El español Javier Sierra explora los límites de la historia, revaloriza los idiomas y se ríe de la comparación con Dan Brown. Su última novela ganó uno de los máximos galardones del universo literario
Estamos escuchando a un hombre de acción que, antes de escribir sobre determinado tema, lo explora hasta las últimas consecuencias, algo que lo llevó, entre otras cosas, a dormir dentro de una pirámide en Egipto. Obsesivo, necesita del más absoluto silencio para poder entregarse a la creación. Hablamos de Javier Sierra, ganador del último Premio Planeta, acaso uno de los autores más interesantes que surgieron en los últimos veinte años.
La cena secreta fue el best seller que convirtió al “Dan Brown español” (así le dicen) en el primer escritor de la Madre Patria en ingresar en la lista de los más leídos del The New York Times (se editó en cuarenta y dos países, y rozó los cuatro millones de ejemplares vendidos). Hoy, aún disfruta las mieles del éxito de su más reciente novela, El fuego invisible.

+++

### [ENUNCIADO]
Reproduce íntegramente el texto sobre Javier Sierra, sin alterar ni una palabra. El listado no es necesario para trabajar con el texto.

+++

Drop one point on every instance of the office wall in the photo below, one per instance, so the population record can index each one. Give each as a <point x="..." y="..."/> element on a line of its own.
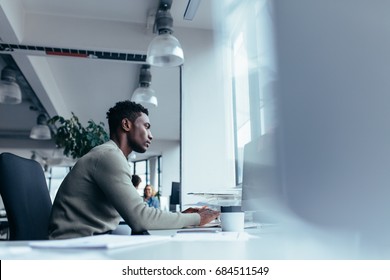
<point x="207" y="150"/>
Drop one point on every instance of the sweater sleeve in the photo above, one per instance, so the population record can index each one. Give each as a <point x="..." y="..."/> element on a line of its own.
<point x="113" y="176"/>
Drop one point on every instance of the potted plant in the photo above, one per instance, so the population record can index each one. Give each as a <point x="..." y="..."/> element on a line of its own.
<point x="74" y="138"/>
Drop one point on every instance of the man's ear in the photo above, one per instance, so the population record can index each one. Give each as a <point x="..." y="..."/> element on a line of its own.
<point x="126" y="124"/>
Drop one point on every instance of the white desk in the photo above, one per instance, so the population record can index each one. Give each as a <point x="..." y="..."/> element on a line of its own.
<point x="271" y="245"/>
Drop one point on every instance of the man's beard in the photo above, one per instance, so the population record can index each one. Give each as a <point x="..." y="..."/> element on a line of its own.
<point x="135" y="146"/>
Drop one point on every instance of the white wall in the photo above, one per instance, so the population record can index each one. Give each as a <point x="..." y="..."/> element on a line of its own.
<point x="207" y="151"/>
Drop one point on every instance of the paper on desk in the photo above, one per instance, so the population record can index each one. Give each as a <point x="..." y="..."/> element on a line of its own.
<point x="211" y="236"/>
<point x="107" y="241"/>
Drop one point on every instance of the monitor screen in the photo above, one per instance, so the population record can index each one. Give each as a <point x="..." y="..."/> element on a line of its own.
<point x="261" y="186"/>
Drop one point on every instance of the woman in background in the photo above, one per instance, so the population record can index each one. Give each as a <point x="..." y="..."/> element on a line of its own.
<point x="136" y="180"/>
<point x="149" y="197"/>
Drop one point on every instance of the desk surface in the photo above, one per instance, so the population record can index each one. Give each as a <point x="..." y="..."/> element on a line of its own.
<point x="269" y="244"/>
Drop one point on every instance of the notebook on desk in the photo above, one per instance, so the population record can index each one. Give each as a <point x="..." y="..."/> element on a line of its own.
<point x="107" y="241"/>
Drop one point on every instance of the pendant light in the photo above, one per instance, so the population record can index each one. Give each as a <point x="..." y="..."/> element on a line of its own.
<point x="41" y="131"/>
<point x="10" y="92"/>
<point x="144" y="94"/>
<point x="164" y="50"/>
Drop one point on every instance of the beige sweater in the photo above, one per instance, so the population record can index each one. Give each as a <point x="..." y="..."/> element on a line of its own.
<point x="98" y="191"/>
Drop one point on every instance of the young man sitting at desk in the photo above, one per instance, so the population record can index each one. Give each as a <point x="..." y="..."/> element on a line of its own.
<point x="98" y="190"/>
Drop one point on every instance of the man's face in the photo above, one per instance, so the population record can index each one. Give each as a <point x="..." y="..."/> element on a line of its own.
<point x="139" y="136"/>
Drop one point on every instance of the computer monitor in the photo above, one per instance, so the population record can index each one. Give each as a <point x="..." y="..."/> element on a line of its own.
<point x="261" y="184"/>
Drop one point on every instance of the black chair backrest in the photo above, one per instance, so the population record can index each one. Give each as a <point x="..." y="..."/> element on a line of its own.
<point x="26" y="197"/>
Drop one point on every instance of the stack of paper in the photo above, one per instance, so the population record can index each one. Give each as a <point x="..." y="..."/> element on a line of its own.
<point x="100" y="241"/>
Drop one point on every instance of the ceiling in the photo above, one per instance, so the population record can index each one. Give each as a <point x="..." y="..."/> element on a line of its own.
<point x="86" y="85"/>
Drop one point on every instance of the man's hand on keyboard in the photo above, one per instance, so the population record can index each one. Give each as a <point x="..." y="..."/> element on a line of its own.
<point x="207" y="215"/>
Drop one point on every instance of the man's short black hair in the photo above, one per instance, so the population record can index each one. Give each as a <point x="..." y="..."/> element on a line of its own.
<point x="124" y="109"/>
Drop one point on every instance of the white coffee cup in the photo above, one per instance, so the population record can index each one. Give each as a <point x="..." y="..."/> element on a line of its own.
<point x="232" y="219"/>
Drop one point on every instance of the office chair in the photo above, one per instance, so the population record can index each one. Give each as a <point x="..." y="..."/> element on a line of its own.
<point x="26" y="197"/>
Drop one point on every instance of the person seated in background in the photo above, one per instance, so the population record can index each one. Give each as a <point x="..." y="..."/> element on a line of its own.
<point x="136" y="180"/>
<point x="98" y="190"/>
<point x="149" y="197"/>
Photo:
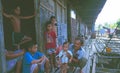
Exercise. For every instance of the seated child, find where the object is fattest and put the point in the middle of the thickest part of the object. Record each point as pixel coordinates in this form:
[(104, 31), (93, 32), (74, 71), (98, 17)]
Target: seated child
[(34, 61), (63, 57)]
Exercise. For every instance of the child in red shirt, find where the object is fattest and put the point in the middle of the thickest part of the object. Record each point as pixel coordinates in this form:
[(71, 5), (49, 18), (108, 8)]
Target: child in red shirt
[(50, 44)]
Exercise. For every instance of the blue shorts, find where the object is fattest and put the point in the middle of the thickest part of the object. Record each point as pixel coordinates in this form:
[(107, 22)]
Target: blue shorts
[(10, 64), (51, 51)]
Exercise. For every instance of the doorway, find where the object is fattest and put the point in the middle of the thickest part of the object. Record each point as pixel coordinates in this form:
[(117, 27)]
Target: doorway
[(27, 25)]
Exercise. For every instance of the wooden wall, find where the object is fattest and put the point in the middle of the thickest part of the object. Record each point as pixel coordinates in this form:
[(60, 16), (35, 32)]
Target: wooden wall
[(2, 54)]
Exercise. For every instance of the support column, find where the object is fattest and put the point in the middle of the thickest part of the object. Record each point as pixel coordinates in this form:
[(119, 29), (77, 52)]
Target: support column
[(69, 21), (38, 26), (2, 54)]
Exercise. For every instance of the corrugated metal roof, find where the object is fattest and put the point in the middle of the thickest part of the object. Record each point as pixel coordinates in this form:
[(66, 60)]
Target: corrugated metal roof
[(88, 10)]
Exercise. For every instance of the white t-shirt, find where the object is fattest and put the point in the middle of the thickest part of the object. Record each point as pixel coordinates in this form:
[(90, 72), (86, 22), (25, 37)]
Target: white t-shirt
[(63, 56)]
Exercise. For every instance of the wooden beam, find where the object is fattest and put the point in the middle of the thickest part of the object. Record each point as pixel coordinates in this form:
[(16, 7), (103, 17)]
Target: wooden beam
[(2, 48)]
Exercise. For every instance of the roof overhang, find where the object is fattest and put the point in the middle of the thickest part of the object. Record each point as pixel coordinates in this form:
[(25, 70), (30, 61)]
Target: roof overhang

+++

### [RESULTADO DEL EJERCICIO]
El español Javier Sierra explora los límites de la historia, revaloriza los idiomas y se ríe de la comparación con Dan Brown. Su última novela ganó uno de los máximos galardones del universo literario
Estamos escuchando a un hombre de acción que, antes de escribir sobre determinado tema, lo explora hasta las últimas consecuencias, algo que lo llevó, entre otras cosas, a dormir dentro de una pirámide en Egipto. Obsesivo, necesita del más absoluto silencio para poder entregarse a la creación. Hablamos de Javier Sierra, ganador del último Premio Planeta, acaso uno de los autores más interesantes que surgieron en los últimos veinte años.
La cena secreta fue el best seller que convirtió al “Dan Brown español” (así le dicen) en el primer escritor de la Madre Patria en ingresar en la lista de los más leídos del The New York Times (se editó en cuarenta y dos países, y rozó los cuatro millones de ejemplares vendidos). Hoy, aún disfruta las mieles del éxito de su más reciente novela, El fuego invisible.